* PASSAGE FOR REVIEW *

The small size of the pre-selected split inteins offers the possibility to deliver and express a large midi-dystrophin (midi-Dys) using two AAVs. Here, we used a 5’-clone, encoding sequences from the N-terminal domain to the end of Spectrin-like Repeat (SR) 19, but lacking SRs 5–15, with a 3’-clone encoding sequences from Hinge3 through the C-terminal domain (CT). Fusion of these two fragments via the PTS mediated by split inteins generates a large midi-Dys (ΔSR5–15) containing 68% of the dystrophin protein sequence, with four hinges, 13 SRs, the-N-terminal actin binding domain (ABD), the nNOS-localization domain, a putative cardioprotective domain, the cysteine-rich (CR) domain and the entire C-terminal domain, several of which are missing from μDys (Fig. 1a Extended data Fig. 2). Moreover, analysis of the peptide sequence showed the presence of four splitting sites (GpS1, GpS2, GpS3, and GpS4) located between SR19 and Hinge3 that partially match the gp41.1 minimal footprint determined above (Extended data Fig. 2). To test these options, HEK293 cells were transfected with either a control plasmid expressing the entire midi-Dys ΔSR5–15 or dual plasmids encoding N- or C-terminal split intein/midi-Dys. Western blot analysis revealed the production of a strong band at ~291 kDa corresponding to the reconstituted midi-Dys (Fig. 1b). Furthermore, the split intein approach resulted in 5 to 8-fold higher expression than was obtained with the ΔSR5–15 single plasmid, perhaps due to transfection efficiency differences between large and small plasmids. The highest expression was detected when using split sites GpS2 and GpS4 (Fig. 1b). This observation reflects the efficacy of the selected splitting sites and the optimized split gp41.1.

* PROMPT *
Do the following statements agree with the midi-dystrophin passage above? For each, answer yes or no and quote the words from the passage that decide it. (a) The 5’-clone lacks SRs 5–15. (b) The single plasmid gave higher expression than the split intein approach. (c) The highest expression came from split sites GpS1 and GpS3.

* DATA EXTRACTS *
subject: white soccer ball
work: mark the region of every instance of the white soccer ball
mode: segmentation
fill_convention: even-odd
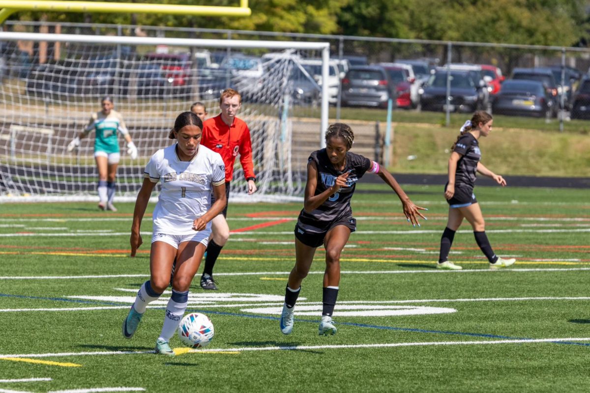
[[[192,348],[205,346],[213,339],[213,323],[205,314],[186,314],[178,325],[178,338],[185,346]]]

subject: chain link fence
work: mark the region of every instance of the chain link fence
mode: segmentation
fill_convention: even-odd
[[[494,114],[543,117],[559,130],[564,121],[590,118],[590,81],[586,76],[590,49],[586,48],[130,25],[7,21],[3,28],[22,32],[327,41],[334,60],[330,72],[335,74],[328,80],[330,103],[336,108],[337,120],[342,116],[341,108],[347,105],[387,107],[384,97],[393,100],[395,110],[445,113],[447,124],[450,113],[478,109]],[[25,78],[34,67],[60,56],[58,47],[47,44],[0,44],[4,77]],[[7,48],[11,45],[18,48]],[[256,49],[244,54],[261,57],[266,52]],[[9,53],[11,56],[7,57],[5,54]],[[201,66],[219,67],[231,55],[229,48],[211,51]],[[379,94],[357,88],[356,80],[347,77],[347,72],[368,65],[385,67],[388,73],[386,82],[391,85],[381,92],[381,101],[374,97],[368,101],[363,101],[366,97],[359,98]],[[363,75],[366,74],[359,77]]]

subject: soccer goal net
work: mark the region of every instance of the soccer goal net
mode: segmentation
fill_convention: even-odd
[[[197,101],[208,117],[218,115],[220,93],[228,87],[241,93],[237,115],[251,131],[258,191],[250,199],[302,194],[306,158],[320,146],[328,107],[322,75],[304,60],[327,64],[327,43],[13,32],[0,32],[0,40],[5,200],[97,200],[94,132],[77,149],[67,147],[101,110],[105,95],[139,150],[132,159],[119,138],[117,195],[135,200],[149,158],[173,143],[168,134],[176,116]],[[239,158],[234,200],[247,190]]]

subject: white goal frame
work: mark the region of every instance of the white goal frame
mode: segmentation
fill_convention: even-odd
[[[212,48],[221,49],[251,49],[264,48],[266,49],[284,50],[294,49],[297,50],[313,50],[320,51],[322,54],[322,78],[328,80],[329,62],[330,60],[330,44],[327,42],[292,42],[275,41],[254,41],[244,39],[206,39],[197,38],[174,38],[165,37],[139,37],[107,35],[84,35],[73,34],[55,34],[45,33],[23,33],[0,31],[0,41],[33,41],[54,42],[76,42],[81,44],[108,44],[111,45],[167,45],[169,47],[185,47],[194,48]],[[328,84],[323,83],[321,88],[321,107],[320,129],[318,131],[317,146],[325,147],[324,133],[327,128],[329,121],[329,93]],[[272,196],[261,195],[261,198],[250,199],[251,202],[259,200],[270,201]],[[0,196],[0,203],[25,202],[64,202],[65,200],[93,201],[96,197],[83,195],[40,195],[28,196]],[[299,198],[298,198],[299,199]],[[129,197],[117,197],[118,200],[130,200]],[[133,199],[135,200],[135,198]],[[277,199],[280,200],[280,199]]]

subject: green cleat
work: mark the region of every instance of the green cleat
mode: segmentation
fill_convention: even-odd
[[[129,313],[127,315],[127,318],[123,321],[123,336],[125,338],[131,338],[135,334],[135,331],[137,329],[137,325],[139,321],[142,320],[143,314],[140,314],[135,311],[133,305],[129,310]]]
[[[334,326],[332,318],[327,315],[322,316],[322,322],[320,322],[320,328],[318,331],[320,336],[327,336],[329,335],[333,336],[336,334],[336,328]]]
[[[162,354],[162,355],[167,355],[168,356],[176,356],[176,354],[172,351],[172,349],[170,348],[170,345],[168,345],[168,341],[165,341],[161,338],[159,338],[156,340],[156,353]]]

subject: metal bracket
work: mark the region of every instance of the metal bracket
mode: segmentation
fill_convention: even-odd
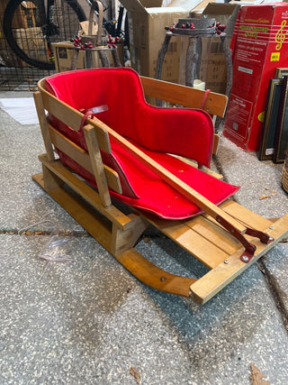
[[[238,239],[245,247],[245,252],[241,254],[240,260],[248,263],[251,261],[256,252],[256,247],[255,244],[250,243],[245,236],[235,228],[231,224],[230,224],[226,219],[222,218],[220,215],[216,216],[216,221],[220,224],[223,227],[226,228],[236,239]],[[251,229],[250,227],[246,228],[246,232],[248,235],[254,236],[258,238],[264,243],[270,243],[274,241],[274,238],[267,234],[266,233],[263,233],[258,230]]]

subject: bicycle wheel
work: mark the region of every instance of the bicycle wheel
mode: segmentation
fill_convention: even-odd
[[[11,0],[3,25],[8,44],[20,59],[39,69],[54,69],[51,43],[73,38],[85,20],[76,0],[49,0],[47,7],[44,0]]]

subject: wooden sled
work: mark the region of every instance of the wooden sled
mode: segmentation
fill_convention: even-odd
[[[140,77],[140,80],[147,96],[187,107],[202,106],[212,115],[224,115],[225,96],[210,93],[203,103],[204,91],[144,77]],[[34,99],[46,153],[39,157],[42,173],[34,175],[33,179],[145,284],[204,304],[287,235],[288,215],[271,221],[231,199],[219,206],[212,204],[101,120],[84,118],[83,113],[54,96],[47,89],[45,79],[40,80],[38,87]],[[76,132],[85,123],[83,131],[87,151],[57,131],[45,110]],[[101,152],[111,151],[112,139],[202,212],[185,219],[171,220],[140,208],[133,208],[132,214],[125,215],[112,205],[111,191],[122,194],[121,180],[119,174],[104,163]],[[217,142],[215,136],[214,152]],[[63,164],[55,156],[55,149],[92,173],[97,190]],[[203,172],[213,174],[207,168],[202,169]],[[214,177],[220,176],[214,173]],[[184,278],[148,261],[134,248],[148,224],[207,266],[209,272],[198,280]]]

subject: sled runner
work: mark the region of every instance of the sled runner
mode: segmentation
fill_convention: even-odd
[[[34,180],[145,284],[203,304],[288,234],[288,215],[270,221],[243,207],[230,199],[238,188],[209,170],[211,115],[223,116],[225,96],[124,68],[63,72],[38,87],[46,153]],[[180,277],[148,261],[134,245],[149,224],[209,272]]]

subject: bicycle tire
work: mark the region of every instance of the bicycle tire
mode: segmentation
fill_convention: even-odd
[[[19,13],[22,0],[11,0],[4,11],[3,26],[5,39],[14,52],[27,64],[41,69],[55,69],[53,58],[50,55],[50,42],[58,42],[73,38],[79,27],[79,23],[86,20],[82,7],[76,0],[56,0],[53,16],[57,21],[62,21],[62,28],[58,33],[50,36],[50,41],[44,35],[46,32],[43,18],[46,19],[43,0],[31,0],[35,5],[33,10],[33,26],[19,29]],[[59,6],[60,5],[60,6]],[[56,25],[56,24],[55,24]],[[19,31],[20,30],[20,31]],[[26,41],[25,39],[26,38]]]

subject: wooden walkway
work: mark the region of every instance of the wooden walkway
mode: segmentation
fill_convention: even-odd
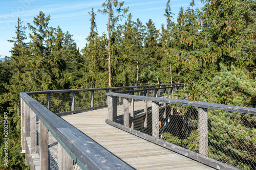
[[[108,108],[61,117],[136,169],[213,169],[105,123]]]

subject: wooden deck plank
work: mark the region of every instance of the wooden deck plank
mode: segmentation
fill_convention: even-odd
[[[103,108],[61,117],[135,169],[213,169],[106,124],[107,112]]]

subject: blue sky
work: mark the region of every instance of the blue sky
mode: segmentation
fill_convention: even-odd
[[[172,10],[178,15],[180,8],[186,9],[191,0],[171,0]],[[15,36],[15,26],[17,24],[17,17],[23,20],[23,26],[27,23],[33,23],[34,17],[42,11],[46,15],[50,15],[51,20],[49,26],[56,28],[59,26],[63,32],[68,31],[73,35],[73,39],[80,49],[86,43],[86,38],[89,35],[90,27],[90,16],[88,12],[93,7],[97,15],[96,23],[98,33],[106,33],[106,16],[97,12],[102,9],[102,4],[105,0],[9,0],[0,2],[0,55],[10,56],[9,51],[13,44],[7,39],[12,39]],[[145,25],[149,19],[152,19],[157,28],[160,29],[161,25],[166,22],[163,16],[167,0],[126,0],[124,7],[129,7],[129,12],[133,15],[132,20],[137,18]],[[195,0],[196,7],[200,8],[203,4],[200,0]],[[120,22],[120,23],[122,22]],[[28,29],[26,30],[29,37]],[[29,41],[28,40],[28,41]]]

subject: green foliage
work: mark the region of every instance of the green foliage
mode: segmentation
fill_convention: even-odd
[[[0,63],[0,110],[9,112],[12,135],[9,168],[25,168],[24,156],[19,153],[20,92],[129,86],[135,82],[182,82],[186,83],[186,89],[175,92],[173,97],[255,108],[256,2],[202,2],[205,4],[201,9],[194,9],[194,1],[187,9],[181,8],[175,22],[172,2],[167,1],[166,27],[162,25],[158,30],[151,19],[145,25],[139,19],[133,21],[132,14],[124,23],[118,25],[128,8],[123,8],[123,2],[105,1],[103,9],[98,11],[109,15],[108,34],[98,33],[96,14],[92,9],[91,31],[82,54],[72,35],[59,27],[50,27],[50,16],[42,11],[28,24],[30,42],[25,43],[27,27],[18,18],[16,36],[8,40],[13,43],[11,57]],[[96,105],[105,100],[102,93],[95,94],[98,98]],[[53,107],[61,107],[54,112],[70,109],[70,102],[63,99],[70,94],[52,97]],[[45,105],[45,96],[34,98]],[[76,98],[77,109],[90,106],[89,93]],[[196,119],[187,115],[188,108],[180,110],[183,116],[197,125]],[[209,156],[249,169],[246,161],[255,163],[255,158],[244,151],[252,142],[255,144],[255,127],[251,125],[255,116],[210,111],[208,118]],[[163,135],[167,141],[198,152],[197,130],[185,138],[168,132]]]

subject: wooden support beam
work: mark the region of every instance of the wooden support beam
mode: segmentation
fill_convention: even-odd
[[[91,107],[94,107],[94,90],[91,90]]]
[[[131,116],[131,128],[134,129],[134,100],[130,99],[130,113]]]
[[[152,136],[159,138],[159,105],[152,102]]]
[[[30,108],[28,105],[24,103],[25,126],[25,139],[30,137]],[[25,165],[30,165],[30,155],[27,142],[25,142]]]
[[[72,101],[72,106],[71,110],[73,111],[75,110],[76,108],[76,94],[74,92],[72,92],[71,94],[71,101]]]
[[[199,154],[208,156],[208,124],[207,109],[198,108]]]
[[[108,93],[110,92],[110,90],[106,89],[106,93]],[[106,95],[106,105],[108,105],[108,95]]]
[[[115,122],[117,116],[116,97],[108,95],[108,119]]]
[[[40,120],[40,168],[48,169],[48,130]]]
[[[123,98],[123,125],[130,127],[129,102],[127,98]]]
[[[73,170],[73,159],[59,143],[58,145],[59,150],[59,169]]]
[[[165,98],[166,97],[166,88],[164,88],[163,89],[163,93],[164,94],[164,98]]]
[[[147,90],[145,90],[144,91],[144,95],[145,96],[147,96]],[[145,128],[147,128],[147,101],[144,101],[144,112],[146,113],[146,116],[145,116],[145,120],[144,120],[144,127]]]
[[[25,127],[25,102],[23,99],[20,98],[20,119],[21,119],[21,128],[20,128],[20,134],[22,138],[22,151],[25,150],[25,143],[26,143],[26,137],[24,136],[24,133],[23,133],[23,128]]]
[[[119,88],[119,90],[118,90],[119,91],[122,91],[122,89],[121,88]],[[121,103],[121,97],[119,97],[119,103]]]
[[[30,154],[36,153],[36,115],[30,109]]]
[[[46,108],[51,110],[51,93],[46,94]]]

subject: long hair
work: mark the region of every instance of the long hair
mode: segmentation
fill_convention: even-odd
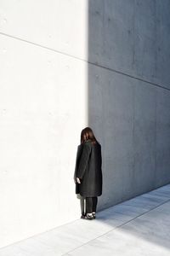
[[[88,140],[91,140],[93,144],[98,143],[94,134],[94,131],[90,127],[84,128],[81,132],[81,143],[84,143]]]

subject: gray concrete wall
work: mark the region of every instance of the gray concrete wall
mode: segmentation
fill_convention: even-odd
[[[99,209],[170,182],[170,1],[89,0],[88,117]]]

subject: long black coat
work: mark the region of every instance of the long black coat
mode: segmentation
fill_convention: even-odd
[[[76,182],[76,194],[84,197],[99,196],[102,194],[101,146],[90,140],[78,146],[76,153],[74,179],[81,179],[81,184]]]

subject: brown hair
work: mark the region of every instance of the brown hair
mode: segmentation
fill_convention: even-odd
[[[84,128],[81,132],[81,143],[84,143],[88,140],[91,140],[91,142],[95,144],[98,141],[95,138],[94,131],[90,127]]]

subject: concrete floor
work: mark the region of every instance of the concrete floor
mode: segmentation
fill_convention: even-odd
[[[170,184],[0,249],[0,256],[169,256]]]

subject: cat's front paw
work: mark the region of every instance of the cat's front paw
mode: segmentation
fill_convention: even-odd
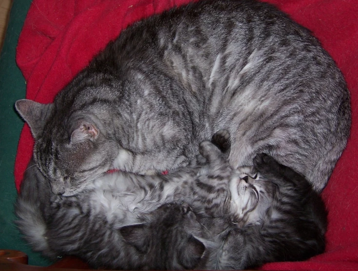
[[[230,134],[226,130],[219,130],[211,138],[211,142],[223,153],[230,150]]]

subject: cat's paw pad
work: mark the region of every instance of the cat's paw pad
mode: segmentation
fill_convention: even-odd
[[[230,148],[230,134],[226,130],[220,130],[213,136],[211,142],[224,153]]]
[[[263,168],[265,168],[271,165],[274,166],[277,163],[272,156],[264,153],[256,155],[254,157],[253,163],[254,166],[259,171],[260,171]]]

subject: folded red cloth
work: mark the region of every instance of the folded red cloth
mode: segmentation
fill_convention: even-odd
[[[52,101],[93,56],[129,24],[189,0],[34,0],[17,48],[27,81],[26,98]],[[356,0],[268,0],[309,29],[342,70],[352,95],[353,128],[348,147],[323,193],[329,211],[326,252],[309,261],[267,264],[265,270],[358,270],[358,4]],[[19,191],[31,156],[27,125],[15,168]]]

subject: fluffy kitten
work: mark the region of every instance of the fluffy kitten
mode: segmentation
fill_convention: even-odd
[[[214,136],[224,149],[228,140],[224,132]],[[324,207],[304,177],[261,154],[254,179],[212,143],[199,150],[202,156],[176,173],[115,173],[72,196],[53,194],[32,161],[17,224],[47,256],[112,269],[241,269],[323,252]]]
[[[109,169],[173,170],[229,131],[234,168],[265,153],[320,192],[351,124],[343,77],[273,6],[202,0],[130,26],[44,105],[16,104],[37,166],[71,195]]]

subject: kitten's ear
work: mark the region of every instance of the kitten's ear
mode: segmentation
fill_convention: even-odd
[[[34,137],[37,138],[42,133],[45,124],[53,108],[53,104],[44,104],[23,99],[15,103],[15,108],[27,122]]]
[[[134,247],[141,253],[149,249],[148,227],[144,224],[125,226],[119,230],[124,242]]]
[[[72,132],[71,141],[77,143],[87,139],[94,140],[97,138],[99,134],[99,130],[96,125],[87,121],[82,121]]]
[[[179,252],[178,261],[185,269],[194,269],[198,265],[205,250],[204,244],[193,235],[190,235],[186,245]]]

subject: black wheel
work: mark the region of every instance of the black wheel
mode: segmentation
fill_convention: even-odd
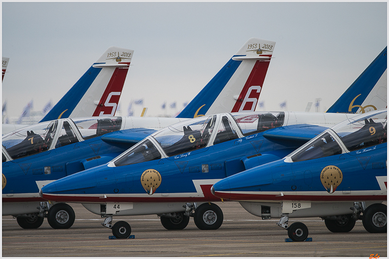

* FINISHED TASK *
(a) Yes: "but lacking SRs 5–15"
(b) No: "the split intein approach resulted in 5 to 8-fold higher expression than was obtained with the ΔSR5–15 single plasmid"
(c) No: "The highest expression was detected when using split sites GpS2 and GpS4"